▸ **Problem**: Turn the entries, starting at the beginning and ending with the line that contains "[[[155,131],[157,130],[157,127],[155,126],[145,126],[145,131]]]", into a JSON list of strings with one string per line and blank lines left out.

▸ **Shape boundary entries**:
▼

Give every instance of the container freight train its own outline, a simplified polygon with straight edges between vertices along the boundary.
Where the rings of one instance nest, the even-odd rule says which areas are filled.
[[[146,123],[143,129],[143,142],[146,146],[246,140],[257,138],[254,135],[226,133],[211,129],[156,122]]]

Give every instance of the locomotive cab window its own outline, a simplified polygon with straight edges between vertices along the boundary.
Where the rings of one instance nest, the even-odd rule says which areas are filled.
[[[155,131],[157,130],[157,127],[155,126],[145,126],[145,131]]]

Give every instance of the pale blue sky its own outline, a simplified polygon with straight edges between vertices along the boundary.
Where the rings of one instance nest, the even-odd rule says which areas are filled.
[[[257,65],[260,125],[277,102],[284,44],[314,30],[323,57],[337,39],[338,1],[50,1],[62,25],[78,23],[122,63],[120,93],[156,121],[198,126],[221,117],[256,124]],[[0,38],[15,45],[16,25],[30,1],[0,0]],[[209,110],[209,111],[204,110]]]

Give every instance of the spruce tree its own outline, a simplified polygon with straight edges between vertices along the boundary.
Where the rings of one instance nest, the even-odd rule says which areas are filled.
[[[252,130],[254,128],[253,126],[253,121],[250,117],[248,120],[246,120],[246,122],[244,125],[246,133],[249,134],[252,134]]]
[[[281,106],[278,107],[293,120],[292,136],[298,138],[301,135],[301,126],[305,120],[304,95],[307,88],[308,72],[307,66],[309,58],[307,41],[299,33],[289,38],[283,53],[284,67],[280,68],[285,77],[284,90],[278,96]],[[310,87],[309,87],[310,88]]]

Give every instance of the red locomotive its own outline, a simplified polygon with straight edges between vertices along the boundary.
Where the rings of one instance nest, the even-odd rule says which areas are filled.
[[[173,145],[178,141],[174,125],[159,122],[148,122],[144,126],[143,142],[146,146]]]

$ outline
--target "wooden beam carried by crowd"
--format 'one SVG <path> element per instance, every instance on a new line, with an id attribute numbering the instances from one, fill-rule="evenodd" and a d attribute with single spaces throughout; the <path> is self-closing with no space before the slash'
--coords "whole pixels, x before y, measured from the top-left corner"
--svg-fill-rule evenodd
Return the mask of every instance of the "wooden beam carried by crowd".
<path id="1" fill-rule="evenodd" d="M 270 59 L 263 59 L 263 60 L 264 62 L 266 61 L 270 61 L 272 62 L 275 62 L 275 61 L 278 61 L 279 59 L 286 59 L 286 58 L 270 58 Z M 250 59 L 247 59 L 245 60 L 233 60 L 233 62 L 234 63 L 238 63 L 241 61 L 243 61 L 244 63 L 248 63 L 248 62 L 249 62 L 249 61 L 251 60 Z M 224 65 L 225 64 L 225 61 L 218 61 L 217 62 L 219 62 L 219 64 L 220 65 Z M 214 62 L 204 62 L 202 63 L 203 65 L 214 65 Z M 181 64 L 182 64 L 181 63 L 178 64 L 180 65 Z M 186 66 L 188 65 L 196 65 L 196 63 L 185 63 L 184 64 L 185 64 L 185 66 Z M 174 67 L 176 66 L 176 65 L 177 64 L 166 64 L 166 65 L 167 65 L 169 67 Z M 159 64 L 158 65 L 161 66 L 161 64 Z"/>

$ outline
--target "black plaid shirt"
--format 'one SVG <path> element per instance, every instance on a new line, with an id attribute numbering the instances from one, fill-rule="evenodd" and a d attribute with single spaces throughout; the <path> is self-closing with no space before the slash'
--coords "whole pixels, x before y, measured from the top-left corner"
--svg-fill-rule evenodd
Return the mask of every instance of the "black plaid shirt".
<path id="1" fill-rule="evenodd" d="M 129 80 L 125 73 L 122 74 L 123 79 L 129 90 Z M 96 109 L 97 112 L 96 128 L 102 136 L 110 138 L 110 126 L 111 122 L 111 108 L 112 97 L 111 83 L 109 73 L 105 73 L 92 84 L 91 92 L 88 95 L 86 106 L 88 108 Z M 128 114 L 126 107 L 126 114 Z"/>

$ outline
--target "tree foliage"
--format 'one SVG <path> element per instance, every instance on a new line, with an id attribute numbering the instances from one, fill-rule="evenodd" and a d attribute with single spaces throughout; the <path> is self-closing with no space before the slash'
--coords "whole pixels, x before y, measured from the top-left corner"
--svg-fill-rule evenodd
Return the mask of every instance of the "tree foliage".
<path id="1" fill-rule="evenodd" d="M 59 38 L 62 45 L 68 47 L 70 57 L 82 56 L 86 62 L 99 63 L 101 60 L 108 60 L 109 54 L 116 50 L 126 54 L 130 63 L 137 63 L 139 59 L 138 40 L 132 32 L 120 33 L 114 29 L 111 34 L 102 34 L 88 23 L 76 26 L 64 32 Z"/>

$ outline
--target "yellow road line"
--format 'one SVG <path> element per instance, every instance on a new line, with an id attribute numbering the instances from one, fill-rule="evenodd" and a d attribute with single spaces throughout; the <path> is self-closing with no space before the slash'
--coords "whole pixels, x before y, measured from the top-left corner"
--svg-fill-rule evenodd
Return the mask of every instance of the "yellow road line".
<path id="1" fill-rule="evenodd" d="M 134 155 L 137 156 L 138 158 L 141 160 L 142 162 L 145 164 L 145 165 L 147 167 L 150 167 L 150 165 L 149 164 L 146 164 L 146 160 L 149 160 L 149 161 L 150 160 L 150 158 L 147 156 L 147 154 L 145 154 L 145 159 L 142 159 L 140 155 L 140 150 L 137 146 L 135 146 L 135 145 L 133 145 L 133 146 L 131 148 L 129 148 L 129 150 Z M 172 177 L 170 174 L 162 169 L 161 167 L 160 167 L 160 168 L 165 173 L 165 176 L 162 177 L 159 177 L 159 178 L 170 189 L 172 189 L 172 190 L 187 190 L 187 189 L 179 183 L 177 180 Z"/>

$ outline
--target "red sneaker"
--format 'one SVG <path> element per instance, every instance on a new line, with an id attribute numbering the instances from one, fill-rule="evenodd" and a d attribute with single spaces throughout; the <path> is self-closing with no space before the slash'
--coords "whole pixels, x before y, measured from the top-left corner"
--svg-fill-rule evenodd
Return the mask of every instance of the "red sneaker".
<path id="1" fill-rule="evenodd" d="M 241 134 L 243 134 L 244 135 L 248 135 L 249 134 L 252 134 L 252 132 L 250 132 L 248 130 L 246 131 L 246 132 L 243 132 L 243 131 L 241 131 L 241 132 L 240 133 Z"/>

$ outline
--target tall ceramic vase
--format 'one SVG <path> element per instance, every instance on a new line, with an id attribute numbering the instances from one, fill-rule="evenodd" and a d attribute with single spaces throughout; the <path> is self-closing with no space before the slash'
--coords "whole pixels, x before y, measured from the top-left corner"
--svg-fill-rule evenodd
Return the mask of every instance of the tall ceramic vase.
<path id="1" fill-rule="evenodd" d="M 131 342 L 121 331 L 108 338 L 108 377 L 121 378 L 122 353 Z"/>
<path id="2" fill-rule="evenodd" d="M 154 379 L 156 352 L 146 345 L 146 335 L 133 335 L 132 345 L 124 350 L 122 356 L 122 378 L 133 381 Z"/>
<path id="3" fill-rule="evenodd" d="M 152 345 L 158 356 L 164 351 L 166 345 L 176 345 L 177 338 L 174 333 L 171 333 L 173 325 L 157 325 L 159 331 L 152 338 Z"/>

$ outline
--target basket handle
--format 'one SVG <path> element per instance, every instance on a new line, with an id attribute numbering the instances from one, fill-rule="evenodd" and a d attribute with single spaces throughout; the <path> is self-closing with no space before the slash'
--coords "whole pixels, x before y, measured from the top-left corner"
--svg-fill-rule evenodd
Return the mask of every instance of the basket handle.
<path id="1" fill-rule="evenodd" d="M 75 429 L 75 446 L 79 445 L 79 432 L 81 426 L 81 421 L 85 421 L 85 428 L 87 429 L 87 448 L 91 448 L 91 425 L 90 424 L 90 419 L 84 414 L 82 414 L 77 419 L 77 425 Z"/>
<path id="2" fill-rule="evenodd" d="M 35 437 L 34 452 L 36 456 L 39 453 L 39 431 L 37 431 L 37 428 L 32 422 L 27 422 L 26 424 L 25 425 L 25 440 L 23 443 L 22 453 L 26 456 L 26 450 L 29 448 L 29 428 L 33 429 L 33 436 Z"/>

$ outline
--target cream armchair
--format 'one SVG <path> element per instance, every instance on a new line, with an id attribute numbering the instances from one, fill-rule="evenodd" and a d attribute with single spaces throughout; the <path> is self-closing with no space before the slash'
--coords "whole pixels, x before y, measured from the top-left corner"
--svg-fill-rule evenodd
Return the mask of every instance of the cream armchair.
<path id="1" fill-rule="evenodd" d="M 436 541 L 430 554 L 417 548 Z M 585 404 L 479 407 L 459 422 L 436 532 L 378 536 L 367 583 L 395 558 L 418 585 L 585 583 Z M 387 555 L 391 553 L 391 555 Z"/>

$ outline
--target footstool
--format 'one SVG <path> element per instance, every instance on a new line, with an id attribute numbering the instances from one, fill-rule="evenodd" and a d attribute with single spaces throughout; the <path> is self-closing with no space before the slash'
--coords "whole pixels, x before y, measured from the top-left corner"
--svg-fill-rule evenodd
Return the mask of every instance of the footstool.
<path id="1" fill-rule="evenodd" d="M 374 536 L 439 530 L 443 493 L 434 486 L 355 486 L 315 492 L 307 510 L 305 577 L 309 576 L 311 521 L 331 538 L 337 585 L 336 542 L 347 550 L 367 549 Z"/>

▲

▸ **Task response**:
[
  "Give every instance of the container freight train its own outline, a simplified polygon with straight edges between vertices along the boundary.",
  "Where the rings of one instance nest, the even-odd rule says which areas are filled.",
  "[[[146,123],[143,129],[143,142],[146,146],[246,140],[257,138],[254,135],[226,133],[211,129],[156,122]]]",
  "Give every instance of the locomotive cab window its own outline, a simplified polygon with straight edges between vertices along the boundary.",
  "Where the rings of one instance nest, the even-odd rule says which areas are filled.",
  "[[[155,131],[157,130],[157,127],[155,126],[145,126],[145,131]]]"
]